EXERCISE DESCRIPTION. Write out the data below again word for word, leaving out any pictures.

* Start DATASET RECORDS *

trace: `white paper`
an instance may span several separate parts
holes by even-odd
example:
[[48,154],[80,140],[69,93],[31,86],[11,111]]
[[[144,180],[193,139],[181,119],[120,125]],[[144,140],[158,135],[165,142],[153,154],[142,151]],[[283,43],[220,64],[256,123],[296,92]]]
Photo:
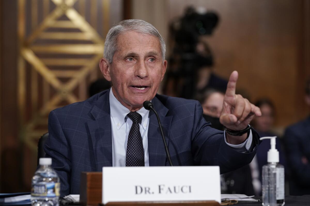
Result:
[[223,200],[237,200],[240,201],[252,201],[258,202],[258,200],[252,198],[254,195],[248,196],[245,195],[241,194],[222,194],[221,195],[221,199]]
[[4,202],[20,202],[27,200],[30,200],[31,196],[30,195],[20,195],[18,196],[5,197],[4,198]]
[[218,166],[103,168],[102,203],[203,201],[221,203]]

* End DATASET RECORDS *

OUTPUT.
trace: `white paper`
an instance may span several separate parts
holes by even-odd
example:
[[48,154],[80,140],[69,93],[31,86],[11,111]]
[[[144,180],[193,139],[181,119],[120,125]],[[144,140],[158,135],[165,142],[153,154],[142,151]],[[283,43],[220,64],[256,123],[296,92]]]
Photo:
Result:
[[223,200],[237,200],[240,201],[252,201],[258,202],[258,200],[252,198],[254,195],[248,196],[245,195],[241,194],[222,194],[221,195],[221,199]]
[[4,202],[20,202],[27,200],[30,200],[31,196],[30,195],[20,195],[18,196],[5,197],[4,198]]
[[218,166],[103,168],[102,203],[203,201],[221,203]]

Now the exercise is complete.